» **To do**
Having located "Mark the region of every instance of the metal" in the records below, repeat exactly the line it is on and all subsequent lines, ending with the last.

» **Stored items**
+===+

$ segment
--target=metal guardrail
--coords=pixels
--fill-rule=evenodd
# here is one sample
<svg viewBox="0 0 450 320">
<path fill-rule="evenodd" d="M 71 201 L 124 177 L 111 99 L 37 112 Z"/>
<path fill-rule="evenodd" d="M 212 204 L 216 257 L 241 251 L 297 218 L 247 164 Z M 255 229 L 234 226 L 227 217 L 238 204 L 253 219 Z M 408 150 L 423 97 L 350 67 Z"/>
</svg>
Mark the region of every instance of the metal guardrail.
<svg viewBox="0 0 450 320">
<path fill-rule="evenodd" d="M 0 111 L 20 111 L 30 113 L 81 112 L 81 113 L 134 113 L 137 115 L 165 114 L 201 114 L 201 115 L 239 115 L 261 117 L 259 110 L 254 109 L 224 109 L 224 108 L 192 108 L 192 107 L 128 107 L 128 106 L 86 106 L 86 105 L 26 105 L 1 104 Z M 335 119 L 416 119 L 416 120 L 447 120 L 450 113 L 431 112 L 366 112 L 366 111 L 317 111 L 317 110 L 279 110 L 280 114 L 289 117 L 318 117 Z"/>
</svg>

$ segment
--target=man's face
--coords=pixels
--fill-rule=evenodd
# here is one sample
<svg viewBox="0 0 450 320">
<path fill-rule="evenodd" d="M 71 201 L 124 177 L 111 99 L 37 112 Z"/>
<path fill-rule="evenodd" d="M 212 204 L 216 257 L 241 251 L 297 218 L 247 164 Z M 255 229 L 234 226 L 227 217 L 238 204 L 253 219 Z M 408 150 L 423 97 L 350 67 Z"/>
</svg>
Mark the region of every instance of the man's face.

+===+

» **Response area**
Mark the region of every instance of the metal guardrail.
<svg viewBox="0 0 450 320">
<path fill-rule="evenodd" d="M 0 111 L 20 111 L 30 113 L 81 112 L 81 113 L 134 113 L 137 115 L 165 114 L 201 114 L 201 115 L 239 115 L 261 117 L 259 110 L 254 109 L 224 109 L 224 108 L 192 108 L 192 107 L 128 107 L 128 106 L 86 106 L 86 105 L 26 105 L 1 104 Z M 335 119 L 416 119 L 416 120 L 447 120 L 450 113 L 431 112 L 366 112 L 366 111 L 317 111 L 317 110 L 279 110 L 280 114 L 289 117 L 318 117 Z"/>
</svg>

$ segment
--target=man's face
--coords=pixels
--fill-rule=evenodd
# here is one sample
<svg viewBox="0 0 450 320">
<path fill-rule="evenodd" d="M 71 201 L 124 177 L 111 99 L 37 112 Z"/>
<path fill-rule="evenodd" d="M 212 204 L 216 257 L 241 251 L 297 218 L 247 164 Z M 255 229 L 234 226 L 227 217 L 238 204 L 253 219 Z M 408 150 L 423 97 L 350 67 Z"/>
</svg>
Mark the region of every instance of the man's face.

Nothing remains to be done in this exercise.